WORK ITEM —
Repeat the data word for word and skip the pictures.

(Image point grounding data)
——————

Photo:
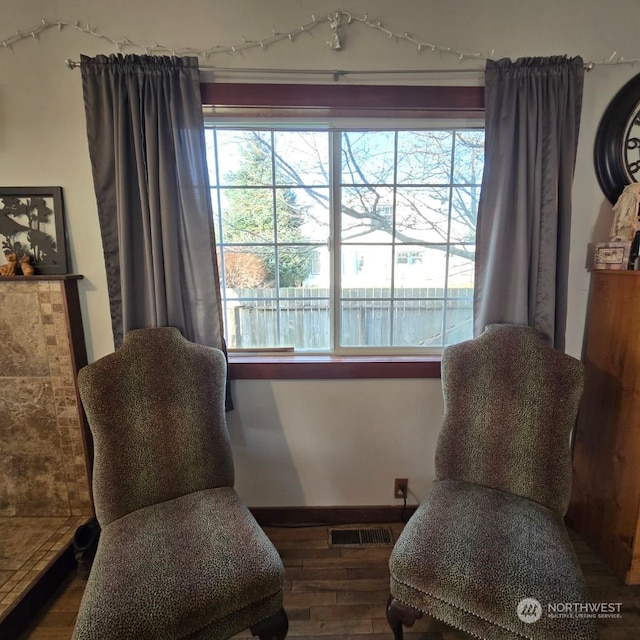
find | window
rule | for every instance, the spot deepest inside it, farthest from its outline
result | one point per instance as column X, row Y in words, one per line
column 345, row 236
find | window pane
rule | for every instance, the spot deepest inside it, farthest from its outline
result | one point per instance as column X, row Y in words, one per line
column 422, row 214
column 469, row 157
column 424, row 157
column 421, row 267
column 459, row 321
column 247, row 269
column 417, row 323
column 462, row 267
column 304, row 320
column 464, row 213
column 314, row 208
column 252, row 323
column 303, row 215
column 244, row 157
column 405, row 236
column 365, row 324
column 367, row 214
column 302, row 157
column 247, row 215
column 294, row 265
column 366, row 271
column 212, row 161
column 368, row 157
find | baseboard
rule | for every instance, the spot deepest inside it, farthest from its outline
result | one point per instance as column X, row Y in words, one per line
column 308, row 516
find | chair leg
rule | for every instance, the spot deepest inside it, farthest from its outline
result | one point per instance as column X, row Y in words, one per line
column 399, row 615
column 273, row 628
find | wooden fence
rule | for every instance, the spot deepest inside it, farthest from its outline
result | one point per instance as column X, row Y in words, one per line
column 299, row 317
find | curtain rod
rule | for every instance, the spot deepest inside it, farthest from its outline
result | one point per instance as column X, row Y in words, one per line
column 336, row 73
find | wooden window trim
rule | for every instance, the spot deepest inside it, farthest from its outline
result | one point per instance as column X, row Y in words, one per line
column 357, row 101
column 237, row 99
column 331, row 367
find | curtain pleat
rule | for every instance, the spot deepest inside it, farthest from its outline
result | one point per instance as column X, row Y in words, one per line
column 532, row 110
column 145, row 130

——————

WORKED SOLUTION —
Photo:
find | window
rule | for every instance, the spot deepest inside it, farthest from its outline
result | one point per instance as column X, row Y in words, one per line
column 345, row 236
find | window pane
rule | for every instance, the spot deepest inside it, farthest from its outline
result | one point per instance as column X, row Y in words, one per line
column 422, row 214
column 469, row 157
column 424, row 157
column 421, row 267
column 459, row 321
column 247, row 269
column 417, row 323
column 462, row 267
column 304, row 320
column 464, row 213
column 314, row 208
column 252, row 323
column 303, row 215
column 244, row 157
column 405, row 236
column 365, row 324
column 367, row 214
column 302, row 157
column 247, row 215
column 294, row 265
column 366, row 271
column 212, row 161
column 368, row 157
find | baseboard
rule | for every instance, the spot deepest inside it, farthest from its outline
result | one point per instance as column X, row Y in words, one per line
column 308, row 516
find | chair leg
rule | for every instance, the spot deepest inside it, farthest from its outline
result | one point per instance as column X, row Y in words, one per line
column 399, row 615
column 273, row 628
find | wooden fence
rule | for every instance, the spot deepest inside it, farthest from its outline
result | one point per instance as column X, row Y in words, one per line
column 299, row 317
find | curtain rod
rule | for every instance, the spot deepest inside it, farthest from its outline
result | one point per instance as column X, row Y in words, one per line
column 336, row 73
find | wooden window trim
rule | for every instance, the spot deepest inside it, farthest from its outline
result | one point per instance as column X, row Y in words, one per line
column 357, row 101
column 237, row 99
column 331, row 367
find | curtain pleat
rule | for every instance, the spot deepest inside it, farthest from its outline
result | one point per instance as column X, row Y in words, one per line
column 532, row 110
column 145, row 130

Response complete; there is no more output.